Repeat the data word for word. Do not include the pictures.
* Start DATA ROWS *
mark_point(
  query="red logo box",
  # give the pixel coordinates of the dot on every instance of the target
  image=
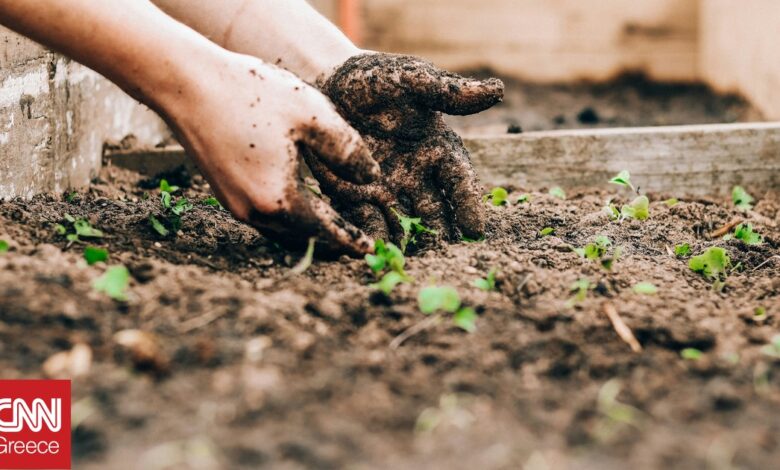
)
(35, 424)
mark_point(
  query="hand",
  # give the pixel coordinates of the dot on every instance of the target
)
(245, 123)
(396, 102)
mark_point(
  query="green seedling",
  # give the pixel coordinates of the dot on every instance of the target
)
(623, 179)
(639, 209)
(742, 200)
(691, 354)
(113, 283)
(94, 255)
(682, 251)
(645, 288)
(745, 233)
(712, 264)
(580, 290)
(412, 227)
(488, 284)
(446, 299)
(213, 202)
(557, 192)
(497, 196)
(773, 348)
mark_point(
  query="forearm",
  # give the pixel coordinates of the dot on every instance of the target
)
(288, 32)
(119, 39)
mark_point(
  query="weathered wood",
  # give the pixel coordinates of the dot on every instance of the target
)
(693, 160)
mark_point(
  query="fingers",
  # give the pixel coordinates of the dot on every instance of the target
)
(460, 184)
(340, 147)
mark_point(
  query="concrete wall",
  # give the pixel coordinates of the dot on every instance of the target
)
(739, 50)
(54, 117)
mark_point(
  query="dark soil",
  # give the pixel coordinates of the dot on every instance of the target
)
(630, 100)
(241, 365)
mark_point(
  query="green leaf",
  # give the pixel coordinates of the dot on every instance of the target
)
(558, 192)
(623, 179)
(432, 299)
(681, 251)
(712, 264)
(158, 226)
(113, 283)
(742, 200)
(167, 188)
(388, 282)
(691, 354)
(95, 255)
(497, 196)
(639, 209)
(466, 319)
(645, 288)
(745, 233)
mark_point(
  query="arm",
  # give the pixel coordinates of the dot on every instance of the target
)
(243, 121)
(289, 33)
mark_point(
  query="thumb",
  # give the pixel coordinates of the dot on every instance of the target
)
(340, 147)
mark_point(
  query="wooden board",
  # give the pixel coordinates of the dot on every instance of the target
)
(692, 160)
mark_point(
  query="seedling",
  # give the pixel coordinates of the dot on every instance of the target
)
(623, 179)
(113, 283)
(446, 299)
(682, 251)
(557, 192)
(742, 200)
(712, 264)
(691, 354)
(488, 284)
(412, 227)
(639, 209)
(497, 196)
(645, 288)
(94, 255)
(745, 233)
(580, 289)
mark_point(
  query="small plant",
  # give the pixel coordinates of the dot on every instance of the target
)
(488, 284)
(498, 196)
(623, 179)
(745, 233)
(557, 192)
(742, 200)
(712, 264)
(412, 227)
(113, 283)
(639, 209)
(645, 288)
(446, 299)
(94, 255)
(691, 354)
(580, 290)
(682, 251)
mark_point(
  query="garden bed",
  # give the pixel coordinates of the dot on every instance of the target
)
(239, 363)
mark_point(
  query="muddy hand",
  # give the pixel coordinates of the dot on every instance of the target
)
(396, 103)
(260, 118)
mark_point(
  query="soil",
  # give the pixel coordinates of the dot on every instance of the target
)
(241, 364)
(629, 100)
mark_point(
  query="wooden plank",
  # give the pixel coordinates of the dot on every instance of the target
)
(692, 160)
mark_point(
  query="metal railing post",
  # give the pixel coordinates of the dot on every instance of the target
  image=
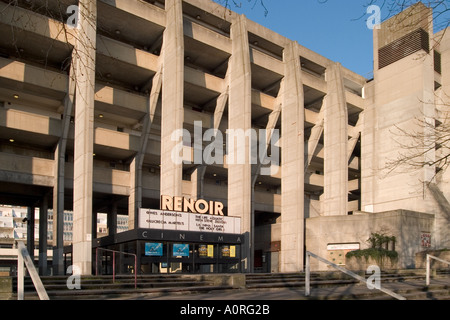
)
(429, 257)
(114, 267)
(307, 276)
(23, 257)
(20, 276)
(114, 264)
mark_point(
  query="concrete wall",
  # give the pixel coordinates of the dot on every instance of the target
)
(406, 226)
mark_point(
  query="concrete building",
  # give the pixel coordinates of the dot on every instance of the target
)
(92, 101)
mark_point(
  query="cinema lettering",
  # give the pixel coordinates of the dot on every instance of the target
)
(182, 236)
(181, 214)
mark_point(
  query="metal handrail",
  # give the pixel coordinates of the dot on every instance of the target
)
* End DATA ROWS *
FINAL RESULT:
mark_point(
  query="red logo box",
  # give the pixel coordinates of the dot on every instance of the target
  image=
)
(35, 424)
mark_point(
  query="hand",
  # give the pixel coordinates of the dot on every instance of the target
)
(245, 123)
(396, 102)
mark_point(
  query="green seedling",
  # give the pixel coordinates of the dot on every instance of the target
)
(623, 179)
(639, 209)
(742, 200)
(691, 354)
(113, 283)
(94, 255)
(682, 251)
(645, 288)
(745, 233)
(712, 264)
(580, 290)
(412, 227)
(488, 284)
(446, 299)
(213, 202)
(557, 192)
(497, 196)
(773, 348)
mark_point(
  query="forearm",
  # give the pixel coordinates of the dot on every instance of the target
)
(288, 32)
(119, 39)
mark_point(
  query="weathered wood",
  # give the pixel coordinates of the dot on every instance of the target
)
(693, 160)
mark_point(
  query="fingers",
  # give the pixel coordinates of the dot on every instance of the target
)
(460, 184)
(340, 147)
mark_point(
  query="concrete wall",
  # give the pixel coordinates of the dot on every instance of the target
)
(739, 50)
(54, 117)
mark_point(
  query="dark soil",
  # give the pixel coordinates of the dot on every instance of the target
)
(630, 100)
(241, 365)
mark_point(
  query="green leaf",
  # give the pixel coordinates of the dot on every instance of the target
)
(558, 192)
(623, 179)
(432, 299)
(681, 251)
(712, 264)
(158, 226)
(113, 283)
(742, 200)
(167, 188)
(388, 282)
(691, 354)
(95, 255)
(497, 196)
(639, 209)
(466, 319)
(645, 288)
(745, 233)
mark_point(
  query="arm",
  # give the pixel coordinates of the dot on every instance of the target
)
(243, 121)
(289, 33)
mark_point(
  query="thumb",
  # give the pixel coordinates of the dot on every instance of the target
)
(340, 147)
mark_point(
  query="wooden board",
  # give the pixel coordinates of the dot on every instance of the target
)
(692, 160)
mark_point(
  query="seedling",
  # give the pixel coordinates of the dot on every instance of the target
)
(623, 179)
(113, 283)
(446, 299)
(682, 251)
(557, 192)
(742, 200)
(712, 264)
(691, 354)
(488, 284)
(412, 227)
(639, 209)
(497, 196)
(645, 288)
(94, 255)
(745, 233)
(580, 289)
mark_point(
  query="small plant",
  # give the pixel coordinates of the dot on every instance of the target
)
(488, 284)
(498, 196)
(623, 179)
(745, 233)
(557, 192)
(742, 200)
(712, 264)
(412, 227)
(113, 283)
(639, 209)
(645, 288)
(446, 299)
(94, 255)
(691, 354)
(580, 290)
(682, 251)
mark_point(
  query="garden bed",
  # give the pixel coordinates of the dot on every instance of the target
)
(239, 363)
mark_point(
  query="muddy hand",
  # give the pixel coordinates of the dot on every instance of the target
)
(396, 103)
(260, 118)
mark_point(
  query="soil",
  # give the pixel coordinates of the dot on every instance of the target
)
(241, 364)
(629, 100)
mark_point(
  query="wooden plank",
  # give the pixel coordinates of the dot on every instance of the target
)
(692, 160)
mark_point(
  query="metal railing post",
  # give the pixel coordinates of the dot on every instance of the target
  image=
)
(429, 257)
(114, 267)
(307, 276)
(23, 257)
(20, 276)
(114, 264)
mark_point(
  query="concrete wall",
  # give the pixel coordinates of the dot on every instance of the target
)
(406, 226)
mark_point(
  query="concrete building",
  # give the pixel coordinates of the dot on every instance of the target
)
(92, 101)
mark_point(
  query="cinema lettering",
  # give the pixel coordinates of the dot on every instance of the target
)
(182, 236)
(181, 214)
mark_point(
  query="metal handrail",
  # give the pixel coordinates of the dot on every instance of the target
)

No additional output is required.